• [What to work on]
1. From the LCD text, print the section starting with "Fluorescent lights (very" and going on through "across the screen.".
2. Which colors does the LCD text name for the color filters at each pixel?

• [Extract]
● ● ● ●

Because of their long, rod-like shape and electrical properties, liquid crystal molecules tend to line up in parallel rows in their natural state. When used in computer displays, this material is enclosed between two pieces of glass (in a flat panel display) and an image is generated by controlling the alignment of the LC molecules electrically, causing them to effectively act as “light valves”—letting light either pass through the panel or be blocked, depending on the voltage applied across the material. Color filters are placed on one side of the glass panels, with three different colors (red, green, and blue) for each pixel. Combining red, green, and blue light in different amounts, controlled by the voltage applied across the LC material at each of these individual areas (called subpixels) lets each pixel appear as any color and any brightness, and the combination of all the pixels on the panel creates the complete image.
Fluorescent lights (very similar to the fluorescent tubes used in standard office lighting, but much smaller) or light-emitting diodes (LEDs) provide the “backlighting” for the LCD display—the light that will pass through the panel from the rear, and so create the image. The light from the backlight unit passes through a translucent plastic diffuser layer, which spreads the light evenly across the screen.

● ● ● ●

• [Supplied entries]
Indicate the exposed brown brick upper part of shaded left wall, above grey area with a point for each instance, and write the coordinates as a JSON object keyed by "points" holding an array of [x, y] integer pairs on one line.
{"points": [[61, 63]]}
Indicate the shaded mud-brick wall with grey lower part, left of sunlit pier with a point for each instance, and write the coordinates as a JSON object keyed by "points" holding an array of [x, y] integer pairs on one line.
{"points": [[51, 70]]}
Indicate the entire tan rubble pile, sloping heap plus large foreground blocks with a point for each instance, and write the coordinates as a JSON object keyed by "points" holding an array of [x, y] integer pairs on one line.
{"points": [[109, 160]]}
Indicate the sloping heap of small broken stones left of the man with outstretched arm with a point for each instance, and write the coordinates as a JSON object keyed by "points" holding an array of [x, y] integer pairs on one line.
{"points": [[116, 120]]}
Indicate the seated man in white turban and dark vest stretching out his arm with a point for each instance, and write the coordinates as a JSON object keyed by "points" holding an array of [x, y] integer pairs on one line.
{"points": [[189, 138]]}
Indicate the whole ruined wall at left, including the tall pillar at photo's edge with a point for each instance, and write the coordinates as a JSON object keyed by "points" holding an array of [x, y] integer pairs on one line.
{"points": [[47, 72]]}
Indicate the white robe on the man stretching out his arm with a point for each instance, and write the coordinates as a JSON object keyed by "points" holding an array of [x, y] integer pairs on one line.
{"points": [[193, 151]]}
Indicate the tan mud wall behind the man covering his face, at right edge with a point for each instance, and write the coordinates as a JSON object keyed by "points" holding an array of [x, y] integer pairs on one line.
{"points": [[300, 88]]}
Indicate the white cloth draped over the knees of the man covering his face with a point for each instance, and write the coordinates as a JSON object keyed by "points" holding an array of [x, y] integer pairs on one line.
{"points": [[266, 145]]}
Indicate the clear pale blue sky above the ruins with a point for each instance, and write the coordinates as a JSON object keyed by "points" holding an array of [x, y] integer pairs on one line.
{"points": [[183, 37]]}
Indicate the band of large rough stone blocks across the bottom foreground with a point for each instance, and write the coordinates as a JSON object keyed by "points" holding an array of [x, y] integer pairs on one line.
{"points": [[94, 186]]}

● ● ● ●

• [Exercise answers]
1.
Fluorescent lights (very similar to the fluorescent tubes used in standard office lighting, but much smaller) or light-emitting diodes (LEDs) provide the “backlighting” for the LCD display—the light that will pass through the panel from the rear, and so create the image. The light from the backlight unit passes through a translucent plastic diffuser layer, which spreads the light evenly across the screen.

2. Red, green, blue